### İstenen görev 1
Aşağıdaki (a), (b) ve (c) ifadelerinin alıntılanan metinle uyuşup uyuşmadığını belirtin. Her biri için evet ya da hayır deyin ve metnin belirleyici sözlerini aynen aktarın. (a) Melekler gaybı kendiliklerinden bilirler. (b) Melekler değişik şekillere girebilirler. (c) İrâde, dilemek anlamına gelir.

### Alıntılanan metin

2. İlim: Bilmek demektir. Allâh ü Teâlâ ilim sıfatı ile de sıfatlanmıştır. Ve O’nun ilmi, yaratılmışların ilmi gibi basit, sınırlı olmayıp bütün kâinatı kuşatıcıdır.
3. Semi: İşitmesi demektir. Allâh ü Teâlâ işitme sıfatı ile sıfatlanmıştır. Onun işitip bilmesi, başkalarının işitip bilmeleri gibi sınırlı değildir. Allah her şeyi işitir.
4. Basar: Görme kuvveti demektir. Allâh ü Teâlâ kendi şanına layık bir şekilde görme sıfatı ile sıfatlanmıştır. Allâh ü Teâlâ her şeyi görür. Bazı şeyleri görmesi diğer şeyleri görmesine engel olmaz. Onun görmesinden hiçbir zerre gizli kalmaz.
5. İrâde: Dilemek demektir. Cenab-ı Hakkın dilemesi vardır,dilediğini yapar.
6. Kudret: Zenginlik, kuvvet demektir. Ezeli, ebedi tam bir kudret Allâh ü Teâlâ’ya mahsustur, her şeye gücü yeter.
7. Kelâm: Allah’u Teâlâ’nın konuşma sıfatı vardır. Ancak O’nun kelâmı kendi zatına mahsus bir kelâmdır. Allâh ü Teâlâ, ezelî kelamını dilediği zaman kendi şânına lâyık bir şekilde meleklerine bildirir, işittirir, anlatır.
8. Tekvin: Var etmek, yaratmak demektir. Her şeyi Allâh ü Teâlâ yaratır. Allâhü Teâlâ’nın bu âlemleri yaratıp yok etmesi ve bilhassa kullarını yaratması, yaşatması, beslemesi sonra da öldürüp başka bir âleme götürmesi bütün bu Tekvin sıfatının birer tecellisi demektir.
2. MELEKLERE İMÂN
İmanın şartlarından ikincisi meleklere inanmaktır: melekler, Ruh gibi latîf, mahiyetleri Allâh ü Teâlâ’ca malum kuvvetli varlıklardır. Meleklerin bir kısmı daima ibadetle, zikir ve tefekkür ile meşgul olur. Bir kısmı da yerde, göklerde bir hayli vazifeler ile meşgul olur. Evlenmekten, doğup doğurmaktan, beridirler. Değişik şekillere girebilirler. Allâh ü Teâlâ’nın emirlerine katiyen isyan etmezler, vazifelerini emroldukları şekilde yaparlar.
Melekler görünmezler. Melekler son derece kuvvetli ve süratli varlıklardır: Melekler gaybı bilmezler Allah’u Teâlâ bildirirse bilirler.
MELEKLERİN EN BÜYÜKLERİ
VE VAZİFELERİ
Cebrâil (Aleyhisselam), Azrâil (Aleyhisselam), Mikâil (Aleyhisselam), İsrâfil (Aleyhisselam) adında DÖRT MELEK vardır ki, bunlar meleklerin en büyüklerindendir. Bunların yanlarında bir çok daha melekler vardır.

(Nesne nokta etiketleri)
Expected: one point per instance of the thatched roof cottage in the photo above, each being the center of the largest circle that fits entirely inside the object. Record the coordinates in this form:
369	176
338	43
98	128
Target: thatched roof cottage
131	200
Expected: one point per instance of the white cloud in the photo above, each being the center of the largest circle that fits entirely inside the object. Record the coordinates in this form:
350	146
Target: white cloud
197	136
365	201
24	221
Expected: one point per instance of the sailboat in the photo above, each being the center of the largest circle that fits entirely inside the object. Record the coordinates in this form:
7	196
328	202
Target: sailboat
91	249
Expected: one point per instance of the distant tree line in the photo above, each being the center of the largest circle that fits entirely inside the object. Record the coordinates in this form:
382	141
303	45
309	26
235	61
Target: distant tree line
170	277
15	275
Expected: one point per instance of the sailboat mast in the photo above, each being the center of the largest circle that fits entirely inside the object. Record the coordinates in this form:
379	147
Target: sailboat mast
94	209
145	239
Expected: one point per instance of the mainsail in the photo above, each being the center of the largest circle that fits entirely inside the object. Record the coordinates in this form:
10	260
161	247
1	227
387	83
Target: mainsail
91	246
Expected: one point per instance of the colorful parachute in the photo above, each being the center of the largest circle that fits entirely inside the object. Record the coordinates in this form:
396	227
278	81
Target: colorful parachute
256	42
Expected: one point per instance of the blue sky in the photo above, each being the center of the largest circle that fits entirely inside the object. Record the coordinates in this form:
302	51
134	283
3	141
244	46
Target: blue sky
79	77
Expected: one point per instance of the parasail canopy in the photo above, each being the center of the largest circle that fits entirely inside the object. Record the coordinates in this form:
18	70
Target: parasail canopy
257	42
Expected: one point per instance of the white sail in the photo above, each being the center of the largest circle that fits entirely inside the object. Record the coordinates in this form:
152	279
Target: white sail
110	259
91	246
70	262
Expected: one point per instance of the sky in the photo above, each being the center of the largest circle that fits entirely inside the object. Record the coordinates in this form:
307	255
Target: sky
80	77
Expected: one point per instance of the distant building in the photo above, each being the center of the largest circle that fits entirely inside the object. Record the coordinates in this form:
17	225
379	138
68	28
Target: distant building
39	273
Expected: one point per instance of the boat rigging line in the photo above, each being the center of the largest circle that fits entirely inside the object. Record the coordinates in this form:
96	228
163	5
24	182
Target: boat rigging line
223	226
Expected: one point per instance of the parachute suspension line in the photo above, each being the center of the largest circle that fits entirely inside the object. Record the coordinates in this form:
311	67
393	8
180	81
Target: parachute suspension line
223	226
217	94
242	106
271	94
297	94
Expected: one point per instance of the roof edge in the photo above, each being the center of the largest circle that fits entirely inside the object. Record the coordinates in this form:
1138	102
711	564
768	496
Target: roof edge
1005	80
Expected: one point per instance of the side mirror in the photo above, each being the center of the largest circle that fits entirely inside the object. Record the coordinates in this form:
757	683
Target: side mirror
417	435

### İstenen görev 2
Girdilerde "Expected: one point per instance of the side" ifadesini içeren satırdan girdilerin sonuna kadar olan satırları, her iki uç dahil olmak üzere, istekleriyle birlikte yeniden yazın. Cevaplardaki her koordinat değerine 84 ekleyin.

### Görev çözümü 1
(a) Hayır: "Melekler gaybı bilmezler Allah’u Teâlâ bildirirse bilirler."
(b) Evet: "Değişik şekillere girebilirler."
(c) Evet: "İrâde: Dilemek demektir."

### Görev çözümü 2
Expected: one point per instance of the side mirror in the photo above, each being the center of the largest circle that fits entirely inside the object. Record the coordinates in this form:
757	683
Target: side mirror
501	519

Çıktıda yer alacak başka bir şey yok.